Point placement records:
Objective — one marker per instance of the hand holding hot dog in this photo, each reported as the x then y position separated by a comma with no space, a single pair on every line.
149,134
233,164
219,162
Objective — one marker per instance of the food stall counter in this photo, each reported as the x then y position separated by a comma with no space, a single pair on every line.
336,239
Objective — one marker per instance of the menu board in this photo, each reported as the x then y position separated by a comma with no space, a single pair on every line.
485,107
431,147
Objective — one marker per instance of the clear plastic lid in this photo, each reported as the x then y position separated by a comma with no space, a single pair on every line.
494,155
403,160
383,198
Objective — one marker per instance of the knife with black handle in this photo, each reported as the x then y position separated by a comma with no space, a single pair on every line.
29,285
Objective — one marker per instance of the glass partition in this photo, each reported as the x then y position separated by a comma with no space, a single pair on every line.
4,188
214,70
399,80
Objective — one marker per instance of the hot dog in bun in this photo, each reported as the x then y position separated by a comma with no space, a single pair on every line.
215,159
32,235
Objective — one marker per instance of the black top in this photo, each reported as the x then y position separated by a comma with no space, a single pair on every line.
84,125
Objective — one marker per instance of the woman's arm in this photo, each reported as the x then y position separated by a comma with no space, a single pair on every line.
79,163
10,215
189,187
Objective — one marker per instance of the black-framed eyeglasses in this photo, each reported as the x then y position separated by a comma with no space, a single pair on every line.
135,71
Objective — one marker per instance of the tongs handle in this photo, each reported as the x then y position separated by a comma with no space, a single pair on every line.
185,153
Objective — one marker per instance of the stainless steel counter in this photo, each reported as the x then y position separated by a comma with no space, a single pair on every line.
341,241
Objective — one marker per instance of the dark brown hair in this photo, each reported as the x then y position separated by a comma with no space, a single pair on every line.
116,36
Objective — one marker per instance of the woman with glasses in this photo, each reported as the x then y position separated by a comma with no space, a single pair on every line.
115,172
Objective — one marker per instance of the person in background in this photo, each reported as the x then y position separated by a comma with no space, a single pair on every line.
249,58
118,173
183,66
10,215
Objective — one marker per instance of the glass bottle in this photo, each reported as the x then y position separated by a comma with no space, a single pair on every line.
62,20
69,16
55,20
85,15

#### [Given exercise]
Render the part of the records from the line containing "Objective — one marker per instance of the woman with" through the final line as a JSON list of strings, one string per line, with blank lines left out.

#### [Result]
[
  "Objective — one marker per instance of the woman with glasses in this photo, each reported as the x then y position separated by a comma with no space, a single pair on every line.",
  "115,172",
  "Objective — one marker per instance of the person in background in this photo, each reported as the x then y position separated by a comma with no space, a single pair on every line.",
  "249,58",
  "118,173",
  "183,66",
  "10,215",
  "Objective — one marker per instance of the glass bottle in this photo, each reported as the x then y position separated by a comma with no space, a single pair on every line.",
  "62,20",
  "69,16",
  "55,20",
  "85,15"
]